* **Task statement**: Please say how many lines in the records below contain the word "flowering", giving the number alone.

* **Entries supplied**:
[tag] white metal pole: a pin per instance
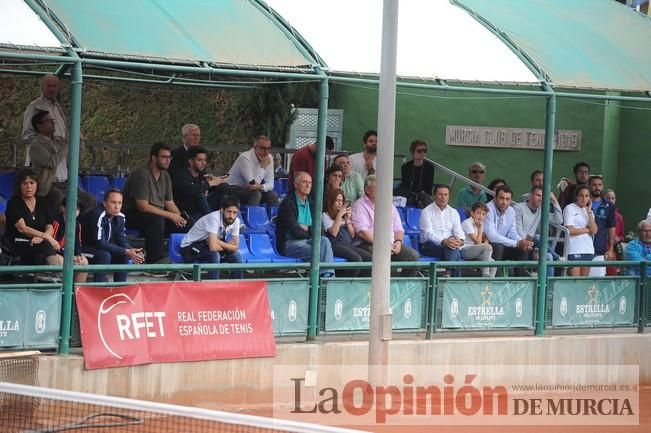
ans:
(380, 320)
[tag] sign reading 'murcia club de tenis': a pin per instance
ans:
(519, 138)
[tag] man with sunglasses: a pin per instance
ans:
(252, 175)
(470, 194)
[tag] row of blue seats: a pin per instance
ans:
(254, 248)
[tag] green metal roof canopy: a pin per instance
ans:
(574, 43)
(241, 33)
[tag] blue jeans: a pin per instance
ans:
(443, 253)
(199, 252)
(302, 249)
(103, 257)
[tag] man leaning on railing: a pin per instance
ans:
(640, 248)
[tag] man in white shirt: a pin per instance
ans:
(364, 162)
(50, 88)
(501, 229)
(215, 238)
(441, 235)
(252, 175)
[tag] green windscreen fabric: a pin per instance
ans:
(598, 44)
(236, 32)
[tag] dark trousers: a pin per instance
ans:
(103, 257)
(503, 252)
(443, 253)
(352, 254)
(198, 252)
(153, 227)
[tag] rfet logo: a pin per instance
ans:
(119, 321)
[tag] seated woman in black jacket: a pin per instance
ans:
(29, 223)
(339, 229)
(417, 177)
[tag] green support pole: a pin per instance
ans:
(432, 298)
(71, 208)
(550, 126)
(644, 293)
(317, 187)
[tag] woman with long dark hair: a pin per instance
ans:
(579, 220)
(337, 223)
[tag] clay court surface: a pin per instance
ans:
(47, 417)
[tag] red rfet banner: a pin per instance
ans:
(169, 322)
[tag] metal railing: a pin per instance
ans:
(430, 273)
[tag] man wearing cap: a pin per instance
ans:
(470, 194)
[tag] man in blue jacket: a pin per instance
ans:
(104, 240)
(640, 248)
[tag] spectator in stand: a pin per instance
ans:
(279, 170)
(333, 177)
(149, 204)
(363, 220)
(476, 245)
(29, 223)
(441, 235)
(364, 162)
(104, 239)
(567, 187)
(578, 217)
(352, 183)
(191, 138)
(501, 230)
(215, 238)
(49, 155)
(640, 249)
(59, 233)
(528, 216)
(493, 185)
(294, 231)
(604, 214)
(48, 101)
(338, 225)
(620, 235)
(252, 175)
(470, 194)
(417, 176)
(195, 192)
(303, 161)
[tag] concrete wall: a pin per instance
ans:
(249, 381)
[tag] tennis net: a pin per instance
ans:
(32, 409)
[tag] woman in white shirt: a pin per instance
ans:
(579, 219)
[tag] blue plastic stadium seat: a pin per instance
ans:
(414, 243)
(257, 220)
(261, 247)
(7, 184)
(95, 184)
(174, 249)
(118, 182)
(412, 221)
(246, 255)
(281, 186)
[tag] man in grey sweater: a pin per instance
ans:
(527, 215)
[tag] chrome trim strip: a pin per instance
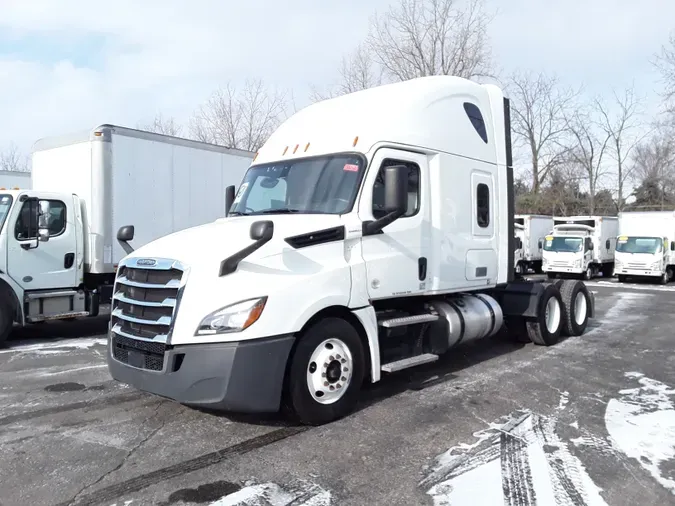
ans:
(174, 283)
(164, 320)
(159, 338)
(168, 302)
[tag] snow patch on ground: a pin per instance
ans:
(641, 424)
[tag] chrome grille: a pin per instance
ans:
(144, 302)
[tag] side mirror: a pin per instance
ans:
(262, 230)
(229, 198)
(396, 189)
(124, 235)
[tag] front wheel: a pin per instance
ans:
(326, 373)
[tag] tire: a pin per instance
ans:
(546, 328)
(577, 302)
(321, 343)
(6, 320)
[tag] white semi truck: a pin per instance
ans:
(531, 229)
(581, 245)
(373, 233)
(58, 241)
(14, 180)
(645, 247)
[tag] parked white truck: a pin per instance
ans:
(373, 233)
(59, 250)
(14, 180)
(581, 245)
(645, 247)
(531, 229)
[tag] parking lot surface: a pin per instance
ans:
(590, 421)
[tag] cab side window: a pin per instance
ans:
(26, 223)
(413, 189)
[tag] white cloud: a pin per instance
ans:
(122, 62)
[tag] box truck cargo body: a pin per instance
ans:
(645, 247)
(12, 179)
(530, 232)
(59, 236)
(581, 245)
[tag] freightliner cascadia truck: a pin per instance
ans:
(373, 232)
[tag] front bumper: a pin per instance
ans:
(245, 376)
(639, 272)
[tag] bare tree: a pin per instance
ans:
(540, 106)
(665, 63)
(162, 125)
(587, 150)
(12, 160)
(358, 71)
(622, 127)
(239, 119)
(432, 37)
(654, 170)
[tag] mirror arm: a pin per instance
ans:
(230, 264)
(375, 227)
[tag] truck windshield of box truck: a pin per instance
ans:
(318, 185)
(639, 245)
(564, 244)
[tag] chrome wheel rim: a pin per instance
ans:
(329, 371)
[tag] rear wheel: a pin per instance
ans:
(326, 373)
(545, 329)
(577, 302)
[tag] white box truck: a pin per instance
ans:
(14, 180)
(645, 247)
(373, 233)
(581, 245)
(58, 238)
(531, 229)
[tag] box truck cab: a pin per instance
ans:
(58, 248)
(373, 233)
(645, 247)
(581, 245)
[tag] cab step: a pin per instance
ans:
(408, 320)
(405, 363)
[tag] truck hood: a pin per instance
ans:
(317, 275)
(209, 244)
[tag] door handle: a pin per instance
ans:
(422, 268)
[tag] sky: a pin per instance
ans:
(71, 65)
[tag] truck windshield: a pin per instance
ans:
(564, 244)
(639, 245)
(5, 206)
(319, 185)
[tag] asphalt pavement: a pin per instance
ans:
(589, 421)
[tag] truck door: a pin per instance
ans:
(37, 265)
(396, 262)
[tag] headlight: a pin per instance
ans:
(232, 318)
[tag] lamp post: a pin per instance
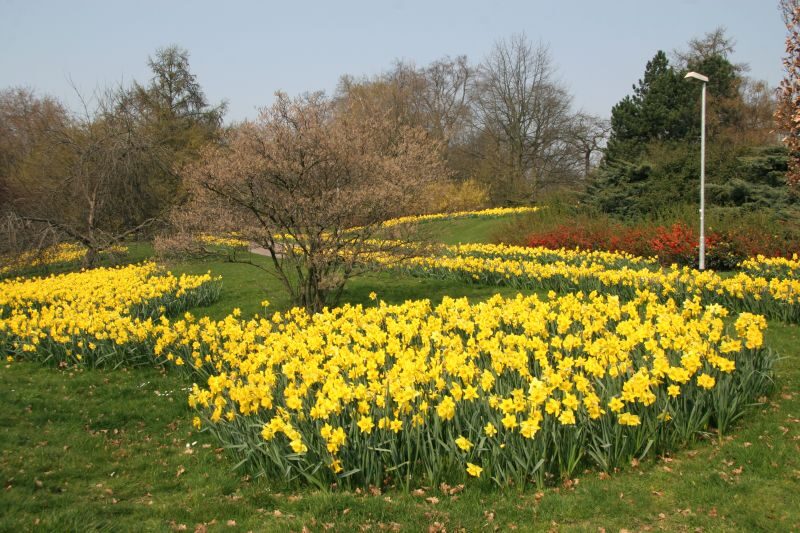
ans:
(704, 79)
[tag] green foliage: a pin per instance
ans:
(652, 157)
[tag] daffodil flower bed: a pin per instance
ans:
(772, 267)
(100, 317)
(491, 212)
(59, 254)
(571, 270)
(509, 390)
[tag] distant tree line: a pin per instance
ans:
(502, 131)
(651, 161)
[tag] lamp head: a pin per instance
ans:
(696, 76)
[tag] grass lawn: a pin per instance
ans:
(114, 450)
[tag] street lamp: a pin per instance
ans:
(704, 79)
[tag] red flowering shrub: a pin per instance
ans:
(677, 243)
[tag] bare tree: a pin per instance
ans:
(588, 135)
(83, 181)
(523, 113)
(310, 182)
(787, 114)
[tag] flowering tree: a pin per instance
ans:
(310, 183)
(788, 112)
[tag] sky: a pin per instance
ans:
(244, 51)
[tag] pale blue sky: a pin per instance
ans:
(243, 51)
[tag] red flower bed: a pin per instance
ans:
(674, 244)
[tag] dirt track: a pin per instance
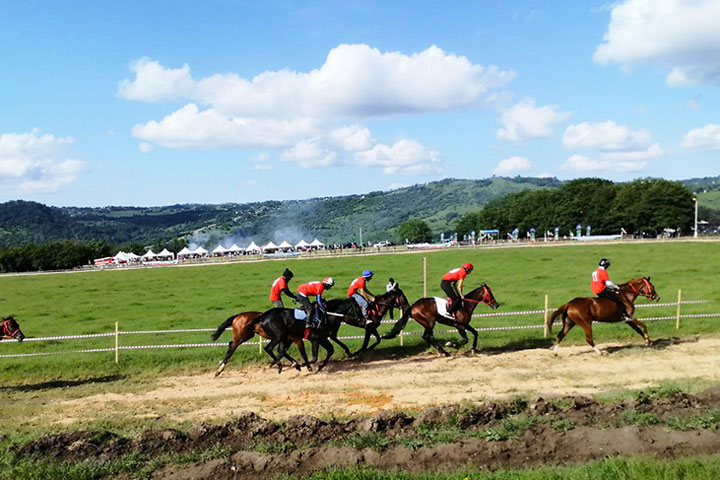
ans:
(352, 387)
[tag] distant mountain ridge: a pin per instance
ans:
(331, 219)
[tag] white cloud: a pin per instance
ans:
(605, 136)
(581, 163)
(705, 139)
(512, 165)
(525, 121)
(682, 36)
(145, 147)
(405, 157)
(33, 163)
(308, 154)
(355, 80)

* **Task response**: 2